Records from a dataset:
════════════════════
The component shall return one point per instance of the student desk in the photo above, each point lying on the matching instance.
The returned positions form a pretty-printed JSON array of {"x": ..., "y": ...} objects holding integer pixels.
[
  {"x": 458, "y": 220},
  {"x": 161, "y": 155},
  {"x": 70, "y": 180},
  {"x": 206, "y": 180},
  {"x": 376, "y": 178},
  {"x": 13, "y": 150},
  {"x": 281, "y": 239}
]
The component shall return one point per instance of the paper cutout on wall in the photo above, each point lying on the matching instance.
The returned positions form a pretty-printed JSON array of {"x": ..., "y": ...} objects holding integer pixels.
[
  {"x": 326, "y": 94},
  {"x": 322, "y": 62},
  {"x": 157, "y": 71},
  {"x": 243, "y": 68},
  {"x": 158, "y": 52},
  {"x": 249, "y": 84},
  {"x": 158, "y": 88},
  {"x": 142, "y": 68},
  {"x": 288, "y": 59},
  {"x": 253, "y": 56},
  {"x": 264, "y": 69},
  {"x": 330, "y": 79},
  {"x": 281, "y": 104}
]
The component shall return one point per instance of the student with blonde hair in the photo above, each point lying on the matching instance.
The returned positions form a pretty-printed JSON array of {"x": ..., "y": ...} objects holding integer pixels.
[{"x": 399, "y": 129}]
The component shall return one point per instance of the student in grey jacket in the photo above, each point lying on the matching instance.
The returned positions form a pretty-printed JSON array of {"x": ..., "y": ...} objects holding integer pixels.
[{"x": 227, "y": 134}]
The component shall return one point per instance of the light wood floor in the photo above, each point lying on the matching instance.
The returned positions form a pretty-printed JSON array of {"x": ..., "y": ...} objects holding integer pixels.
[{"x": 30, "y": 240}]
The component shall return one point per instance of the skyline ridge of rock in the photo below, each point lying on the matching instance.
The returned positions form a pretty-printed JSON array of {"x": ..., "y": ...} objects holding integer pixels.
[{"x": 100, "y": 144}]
════════════════════
All the records shown above need to be given again exactly.

The component shall return one point per instance of the student desk in the photo above, each point lying on the matching instance.
The returned positions form a pretty-printed JSON array of {"x": ..., "y": ...} objects holding integer pixels.
[
  {"x": 458, "y": 220},
  {"x": 161, "y": 155},
  {"x": 70, "y": 180},
  {"x": 206, "y": 180},
  {"x": 376, "y": 178},
  {"x": 13, "y": 150},
  {"x": 281, "y": 239}
]
The component shall return one point per instance of the paper cutout on wall in the photo above, each point lying on the matching instance.
The returned positions form a pretty-printed JSON array of {"x": ..., "y": ...} objects holding integer pixels.
[
  {"x": 326, "y": 94},
  {"x": 322, "y": 62},
  {"x": 157, "y": 71},
  {"x": 243, "y": 68},
  {"x": 158, "y": 52},
  {"x": 249, "y": 84},
  {"x": 158, "y": 88},
  {"x": 142, "y": 68},
  {"x": 288, "y": 59},
  {"x": 253, "y": 56},
  {"x": 264, "y": 69},
  {"x": 330, "y": 79},
  {"x": 281, "y": 104}
]
The component shall return one point per instance of the student with blonde hair in the photo above, each point lying on the matching instance.
The returned positions form a pretty-printed JSON array of {"x": ..., "y": ...} objects holding integer pixels.
[{"x": 399, "y": 129}]
The component shall return one point per instance of the student in grey jacket in the photo above, each point lying on the matching instance.
The returned positions form a pretty-printed JSON array of {"x": ..., "y": ...} objects holding integer pixels.
[{"x": 227, "y": 134}]
The component shall return one point per instance of the light wood floor in the photo above, each point lying on the matching instance.
The returned positions form a pretty-printed JSON array of {"x": ..., "y": ...} objects holding integer pixels.
[{"x": 30, "y": 240}]
The component shall return one point per instance of the skyline ridge of rock in the photo below, each point lying on the matching instance.
The returned positions form a pretty-printed JSON array of {"x": ..., "y": ...} objects holding integer pixels.
[{"x": 100, "y": 144}]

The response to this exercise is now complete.